ZU ERLEDIGEN:
a: Auf welches Datum fällt laut der Pressemitteilung der Internationale Tag der Menschenrechte?
b: Gib den Abschnitt der Pressemitteilung von „Im Hinblick auf“ bis einschließlich „Regime der Welt.“ wieder und setze dabei „Regierungschefin“ anstelle von „Bundeskanzlerin“ ein.
c: Erkläre anhand der Pressemitteilung, warum sich die Organisationen mit einem Offenen Brief an die Bundeskanzlerin gewandt haben.

AUSZUG ZUM LESEN:
# # #
European Center for Constitutional and Human Rights (ECCHR) - Pressemitteilung vom 8. Dezember 2011

Zum Tag der Menschenrechte fordern sechs deutsche NGOs die Bundeskanzlerin auf, in der Usbekistanpolitik stärker auf die Einhaltung von Menschenrechten zu setzen

Im Hinblick auf Themen wie Kinderzwangsarbeit und systematische Folter verlangt die Menschenrechtssituation in Usbekistan konkrete Maßnahmen der deutschen Bundesregierung


Berlin, 8. Dezember 2011 - Anlässlich des bevorstehenden Internationalen Tages der Menschenrechte am 10. Dezember haben sich das European Center for Constitutional and Human Rights (ECCHR), das deutsch-usbekische Forum für Menschenrechte (UGF), das INKOTA-netzwerk, terre des hommes Deutschland, Brot für die Welt, und die Eurasian Transition Group heute mit einem Offenen Brief an die Bundeskanzlerin gewandt, um auf die Menschenrechtssituation in Usbekistan aufmerksam zu machen. Der Brief fordert die deutsche Regierung, Menschenrechte in den Mittelpunkt ihrer Usbekistanpolitik zu stellen und enthält konkrete Handlungsempfehlungen hierzu. Usbekistan gilt heute als eines der repressivsten Regime der Welt.
# # #
MATERIAL:
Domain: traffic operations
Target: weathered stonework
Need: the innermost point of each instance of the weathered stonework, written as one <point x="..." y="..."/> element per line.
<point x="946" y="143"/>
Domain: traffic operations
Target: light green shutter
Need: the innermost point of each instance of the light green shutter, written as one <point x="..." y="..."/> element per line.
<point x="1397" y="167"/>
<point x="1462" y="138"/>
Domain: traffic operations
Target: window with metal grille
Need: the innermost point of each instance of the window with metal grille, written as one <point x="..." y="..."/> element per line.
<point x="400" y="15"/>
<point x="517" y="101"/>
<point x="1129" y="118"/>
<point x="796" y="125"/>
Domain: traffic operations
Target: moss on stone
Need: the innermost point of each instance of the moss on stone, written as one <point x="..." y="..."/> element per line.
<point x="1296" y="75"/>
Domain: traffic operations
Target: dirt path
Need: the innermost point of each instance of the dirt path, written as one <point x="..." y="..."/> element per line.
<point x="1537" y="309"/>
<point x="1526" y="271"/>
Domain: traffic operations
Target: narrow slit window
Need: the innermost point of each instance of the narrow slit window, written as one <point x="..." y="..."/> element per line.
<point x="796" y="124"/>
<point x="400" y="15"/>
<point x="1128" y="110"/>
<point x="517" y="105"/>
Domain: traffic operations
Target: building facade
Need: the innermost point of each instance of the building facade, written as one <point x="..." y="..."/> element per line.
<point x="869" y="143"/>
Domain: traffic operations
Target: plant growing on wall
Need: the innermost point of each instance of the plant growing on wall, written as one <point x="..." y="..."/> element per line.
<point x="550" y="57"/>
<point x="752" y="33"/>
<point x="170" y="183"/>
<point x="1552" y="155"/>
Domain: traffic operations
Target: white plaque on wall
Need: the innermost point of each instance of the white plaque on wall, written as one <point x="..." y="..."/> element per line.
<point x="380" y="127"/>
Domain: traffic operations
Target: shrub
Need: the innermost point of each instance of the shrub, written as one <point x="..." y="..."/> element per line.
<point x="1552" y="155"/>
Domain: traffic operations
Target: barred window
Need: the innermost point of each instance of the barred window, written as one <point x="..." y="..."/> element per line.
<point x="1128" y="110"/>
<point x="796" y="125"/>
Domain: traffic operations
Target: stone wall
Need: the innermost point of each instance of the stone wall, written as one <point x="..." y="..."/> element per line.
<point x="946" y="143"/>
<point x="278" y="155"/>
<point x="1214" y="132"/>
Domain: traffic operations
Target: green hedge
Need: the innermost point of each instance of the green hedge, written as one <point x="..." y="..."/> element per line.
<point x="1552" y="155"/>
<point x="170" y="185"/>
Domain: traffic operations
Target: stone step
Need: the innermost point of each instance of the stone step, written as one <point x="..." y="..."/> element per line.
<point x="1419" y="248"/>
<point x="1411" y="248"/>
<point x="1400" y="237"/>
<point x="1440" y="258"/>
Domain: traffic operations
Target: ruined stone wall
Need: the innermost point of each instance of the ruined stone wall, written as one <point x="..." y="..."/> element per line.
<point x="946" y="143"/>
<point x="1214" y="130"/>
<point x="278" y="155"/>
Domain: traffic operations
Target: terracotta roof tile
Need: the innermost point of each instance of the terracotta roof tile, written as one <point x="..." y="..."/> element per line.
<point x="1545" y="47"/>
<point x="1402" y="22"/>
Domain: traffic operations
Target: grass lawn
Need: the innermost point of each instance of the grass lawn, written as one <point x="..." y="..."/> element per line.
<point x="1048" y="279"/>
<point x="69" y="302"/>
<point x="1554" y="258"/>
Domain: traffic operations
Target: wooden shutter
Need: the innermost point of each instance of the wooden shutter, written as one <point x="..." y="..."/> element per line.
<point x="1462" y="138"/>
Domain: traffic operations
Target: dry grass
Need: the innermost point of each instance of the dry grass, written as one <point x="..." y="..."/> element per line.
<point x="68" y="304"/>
# # #
ANTWORTEN JE AUFGABE:
a: Auf den 10. Dezember.

b:
Im Hinblick auf Themen wie Kinderzwangsarbeit und systematische Folter verlangt die Menschenrechtssituation in Usbekistan konkrete Maßnahmen der deutschen Bundesregierung


Berlin, 8. Dezember 2011 - Anlässlich des bevorstehenden Internationalen Tages der Menschenrechte am 10. Dezember haben sich das European Center for Constitutional and Human Rights (ECCHR), das deutsch-usbekische Forum für Menschenrechte (UGF), das INKOTA-netzwerk, terre des hommes Deutschland, Brot für die Welt, und die Eurasian Transition Group heute mit einem Offenen Brief an die Regierungschefin gewandt, um auf die Menschenrechtssituation in Usbekistan aufmerksam zu machen. Der Brief fordert die deutsche Regierung, Menschenrechte in den Mittelpunkt ihrer Usbekistanpolitik zu stellen und enthält konkrete Handlungsempfehlungen hierzu. Usbekistan gilt heute als eines der repressivsten Regime der Welt.

c: Die Organisationen wollten auf die Menschenrechtssituation in Usbekistan aufmerksam machen. Anlass war der bevorstehende Internationale Tag der Menschenrechte am 10. Dezember.